Top of Material provided
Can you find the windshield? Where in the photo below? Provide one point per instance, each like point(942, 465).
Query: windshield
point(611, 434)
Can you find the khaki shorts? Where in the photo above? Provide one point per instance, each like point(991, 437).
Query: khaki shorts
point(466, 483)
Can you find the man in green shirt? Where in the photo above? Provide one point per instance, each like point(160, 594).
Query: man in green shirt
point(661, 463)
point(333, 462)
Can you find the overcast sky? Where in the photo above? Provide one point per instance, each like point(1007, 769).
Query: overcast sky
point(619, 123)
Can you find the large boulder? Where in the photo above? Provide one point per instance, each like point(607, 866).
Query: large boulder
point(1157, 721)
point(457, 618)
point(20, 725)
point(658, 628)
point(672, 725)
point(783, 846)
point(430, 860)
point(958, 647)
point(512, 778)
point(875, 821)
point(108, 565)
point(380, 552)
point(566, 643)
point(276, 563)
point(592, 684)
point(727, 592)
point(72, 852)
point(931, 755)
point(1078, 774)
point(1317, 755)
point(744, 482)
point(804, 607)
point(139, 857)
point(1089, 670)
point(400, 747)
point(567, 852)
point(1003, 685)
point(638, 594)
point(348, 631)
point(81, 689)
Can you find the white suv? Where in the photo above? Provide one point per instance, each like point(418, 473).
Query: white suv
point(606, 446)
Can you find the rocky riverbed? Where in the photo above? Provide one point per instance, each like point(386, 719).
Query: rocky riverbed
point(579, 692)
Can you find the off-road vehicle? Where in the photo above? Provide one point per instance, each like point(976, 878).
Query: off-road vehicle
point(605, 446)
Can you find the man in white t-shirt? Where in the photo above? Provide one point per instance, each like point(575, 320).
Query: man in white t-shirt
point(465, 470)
Bottom of Material provided
#### Exercise
Set down, exactly as they appear above, all lines from the one that has "Can you find the man in green" down to the one that has "Can you find the man in white", including those two and no others.

#### Answer area
Can you find the man in green shirt? Where in the photo above? Provide one point per instance, each like point(160, 594).
Query: man in green shirt
point(661, 463)
point(333, 462)
Can you find the overcast sky? Where in the photo above? Provide one point per instance, each like point(1007, 769).
Query: overcast sky
point(619, 123)
Can you find the large boulder? Where in the photo above? Provide one point per instance, each like point(607, 866).
Query: large boulder
point(1157, 721)
point(457, 618)
point(20, 725)
point(658, 628)
point(672, 725)
point(783, 846)
point(430, 860)
point(958, 647)
point(512, 778)
point(875, 821)
point(108, 565)
point(380, 552)
point(566, 643)
point(276, 563)
point(592, 684)
point(727, 592)
point(72, 852)
point(931, 755)
point(1078, 774)
point(1317, 755)
point(744, 482)
point(804, 607)
point(139, 857)
point(1089, 670)
point(400, 747)
point(567, 852)
point(1003, 685)
point(638, 594)
point(348, 631)
point(81, 689)
Can you find the white suv? Where in the photo above? Provide one point per instance, each like point(418, 473).
Query: white suv
point(606, 446)
Can you find the rocky riverbed? Where in the photo above? Provide one point per instance, each like point(386, 719).
Query: rocky riverbed
point(579, 692)
Can you find the off-road vehicle? Where in the photo above? Provide one point per instance, each like point(976, 878).
Query: off-road vehicle
point(605, 446)
Can you find the man in white t-shirt? Where in the photo above? Provide one point per instance, each like point(575, 320).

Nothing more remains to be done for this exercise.